## start
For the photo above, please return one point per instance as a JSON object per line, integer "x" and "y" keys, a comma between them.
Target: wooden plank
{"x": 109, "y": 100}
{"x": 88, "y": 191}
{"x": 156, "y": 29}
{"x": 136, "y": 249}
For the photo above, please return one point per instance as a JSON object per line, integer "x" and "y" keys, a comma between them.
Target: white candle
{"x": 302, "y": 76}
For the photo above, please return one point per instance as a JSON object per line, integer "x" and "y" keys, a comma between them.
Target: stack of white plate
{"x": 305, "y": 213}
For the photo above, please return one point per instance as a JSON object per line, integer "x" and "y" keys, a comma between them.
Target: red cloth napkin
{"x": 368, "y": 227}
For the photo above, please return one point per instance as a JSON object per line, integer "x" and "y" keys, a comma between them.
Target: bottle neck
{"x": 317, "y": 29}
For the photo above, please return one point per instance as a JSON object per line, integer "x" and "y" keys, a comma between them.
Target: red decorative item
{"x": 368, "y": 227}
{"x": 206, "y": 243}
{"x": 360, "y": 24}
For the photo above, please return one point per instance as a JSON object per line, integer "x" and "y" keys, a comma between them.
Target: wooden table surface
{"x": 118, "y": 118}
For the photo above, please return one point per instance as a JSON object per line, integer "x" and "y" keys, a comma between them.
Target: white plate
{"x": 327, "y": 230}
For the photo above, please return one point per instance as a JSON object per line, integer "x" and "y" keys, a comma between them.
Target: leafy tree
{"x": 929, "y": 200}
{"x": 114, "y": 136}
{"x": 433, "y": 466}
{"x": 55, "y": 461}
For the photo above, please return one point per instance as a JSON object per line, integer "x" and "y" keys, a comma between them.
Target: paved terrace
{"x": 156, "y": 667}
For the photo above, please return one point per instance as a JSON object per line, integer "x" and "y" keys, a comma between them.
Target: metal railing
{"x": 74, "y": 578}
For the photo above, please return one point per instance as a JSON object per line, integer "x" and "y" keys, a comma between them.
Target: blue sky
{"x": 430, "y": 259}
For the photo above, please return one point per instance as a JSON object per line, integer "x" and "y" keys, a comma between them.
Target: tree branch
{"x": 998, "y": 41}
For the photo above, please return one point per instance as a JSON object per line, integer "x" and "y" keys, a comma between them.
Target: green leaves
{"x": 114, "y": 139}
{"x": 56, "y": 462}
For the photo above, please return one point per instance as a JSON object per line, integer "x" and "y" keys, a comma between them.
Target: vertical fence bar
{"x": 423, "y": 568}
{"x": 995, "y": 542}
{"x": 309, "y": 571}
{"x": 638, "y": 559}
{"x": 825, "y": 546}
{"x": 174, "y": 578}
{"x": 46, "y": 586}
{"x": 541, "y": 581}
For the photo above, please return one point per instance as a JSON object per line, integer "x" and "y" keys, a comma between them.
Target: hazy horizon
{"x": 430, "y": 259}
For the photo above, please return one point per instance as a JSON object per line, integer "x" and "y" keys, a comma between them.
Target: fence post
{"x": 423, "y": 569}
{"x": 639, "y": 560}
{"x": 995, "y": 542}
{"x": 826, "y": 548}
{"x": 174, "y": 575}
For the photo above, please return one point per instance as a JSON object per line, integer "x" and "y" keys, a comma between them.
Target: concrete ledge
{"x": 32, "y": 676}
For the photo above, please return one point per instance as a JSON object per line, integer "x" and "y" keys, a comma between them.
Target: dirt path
## end
Set problem
Write out every record shown above, word for word.

Output of the exercise
For the photo above, please return one point per instance as a JSON object per line, integer "x" and "y" keys, a comma between them.
Target: wooden plank
{"x": 109, "y": 100}
{"x": 88, "y": 191}
{"x": 156, "y": 29}
{"x": 136, "y": 249}
For the photo above, please return one point per instance as a JSON object per line, integer "x" and "y" keys, a comma between them.
Target: white candle
{"x": 302, "y": 76}
For the photo above, please return one point per instance as a JSON object per line, integer "x" and "y" keys, a comma between them.
Target: stack of white plate
{"x": 305, "y": 213}
For the photo above, please return one point per instance as a JSON object per line, integer "x" and "y" keys, a comma between them.
Target: red cloth napkin
{"x": 368, "y": 227}
For the photo above, please return one point per instance as a JSON object per line, integer "x" and "y" keys, a comma between them.
Target: bottle neck
{"x": 317, "y": 29}
For the photo above, please return one point per instance as a JSON object per line, integer "x" and "y" keys, a comma between them.
Target: red decorative item
{"x": 368, "y": 227}
{"x": 206, "y": 243}
{"x": 360, "y": 24}
For the photo above, please return one point per instance as a JSON object per line, integer "x" and "y" keys, a comma between them.
Target: wooden table surface
{"x": 118, "y": 118}
For the photo above, please return one point per instance as a JSON object per line, integer "x" and "y" keys, a comma between them.
Target: white plate
{"x": 327, "y": 230}
For the photo above, please return one point per instance as a JSON object per line, integer "x" and "y" keys, a comma between them.
Target: leafy tree
{"x": 929, "y": 200}
{"x": 114, "y": 136}
{"x": 433, "y": 466}
{"x": 55, "y": 461}
For the photo above, please return one point per instance as a JSON object per line, integer "x" and "y" keys, a comma between them.
Target: paved terrace
{"x": 156, "y": 667}
For the photo above, please return one point per instance as a JSON object per line, integer "x" and "y" keys, a comma between them.
Target: metal railing
{"x": 74, "y": 578}
For the photo above, please return one point per instance as a JSON object per line, integer "x" and "y" keys, a comma between them.
Target: blue sky
{"x": 430, "y": 259}
For the photo above, please return one point per instance as a JSON object per line, integer "x" and "y" keys, a comma between them.
Target: tree branch
{"x": 998, "y": 41}
For the photo above, please return one point per instance as a JSON object per line, integer "x" and "y" keys, a comma between them.
Target: green leaves
{"x": 114, "y": 139}
{"x": 56, "y": 462}
For the photo above, please return one point per instance as a JSON object per line, integer "x" and "y" keys, a comma between them.
Target: vertical fence bar
{"x": 423, "y": 568}
{"x": 995, "y": 542}
{"x": 309, "y": 571}
{"x": 638, "y": 559}
{"x": 825, "y": 546}
{"x": 174, "y": 578}
{"x": 46, "y": 586}
{"x": 541, "y": 581}
For the photo above, please return one point per instance as a JSON object per line, integer "x" and "y" keys, a comma between them.
Target: hazy horizon
{"x": 430, "y": 259}
For the photo above, please return one point per instance as a JSON object per line, integer "x" and "y" keys, a comma between them.
Target: fence post
{"x": 423, "y": 569}
{"x": 639, "y": 560}
{"x": 995, "y": 542}
{"x": 826, "y": 548}
{"x": 174, "y": 575}
For the photo above, please return one point per instance as a JSON object per line, integer "x" and "y" keys, a comma between them.
Target: concrete ledge
{"x": 32, "y": 676}
For the photo above, please return one point per instance as a JSON object per line, integer "x" and "y" keys, a comma between them.
Target: dirt path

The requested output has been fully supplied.